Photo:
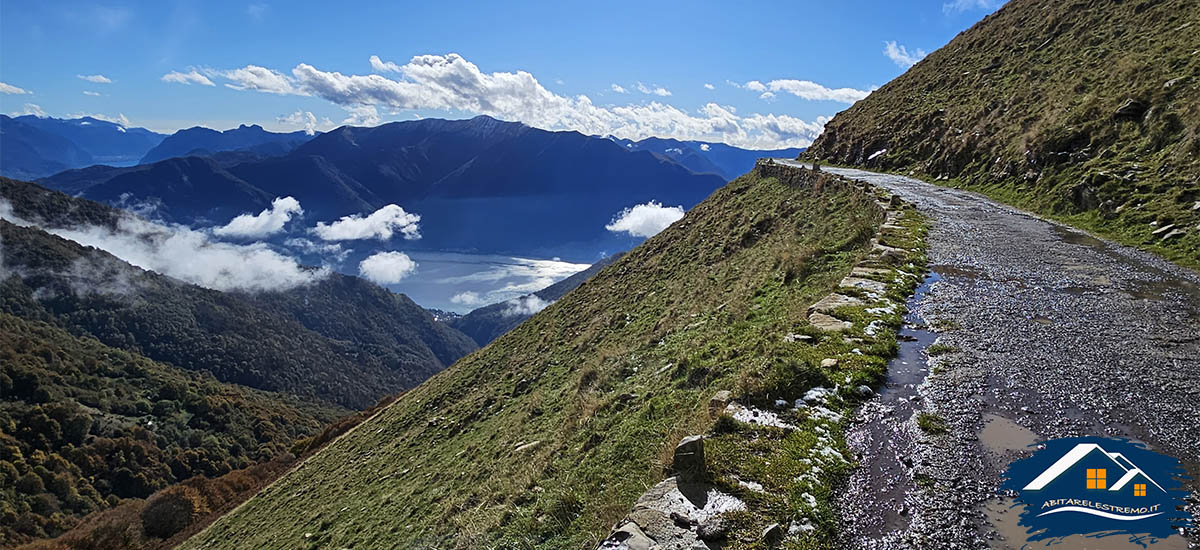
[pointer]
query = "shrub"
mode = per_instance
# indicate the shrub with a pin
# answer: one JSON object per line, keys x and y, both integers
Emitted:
{"x": 172, "y": 510}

-----

Problem description: Format every line of the data above as a JSON list of strings, one string per line, leaving out blank lines and the pictures.

Right answer:
[
  "Photo:",
  "[pointer]",
  "query = \"shrub\"",
  "mode = per_instance",
  "# indicate the shrub with a pin",
  "# answer: one JSON object per line, keys x and y, both integers",
  "Emitted:",
  "{\"x\": 172, \"y\": 510}"
]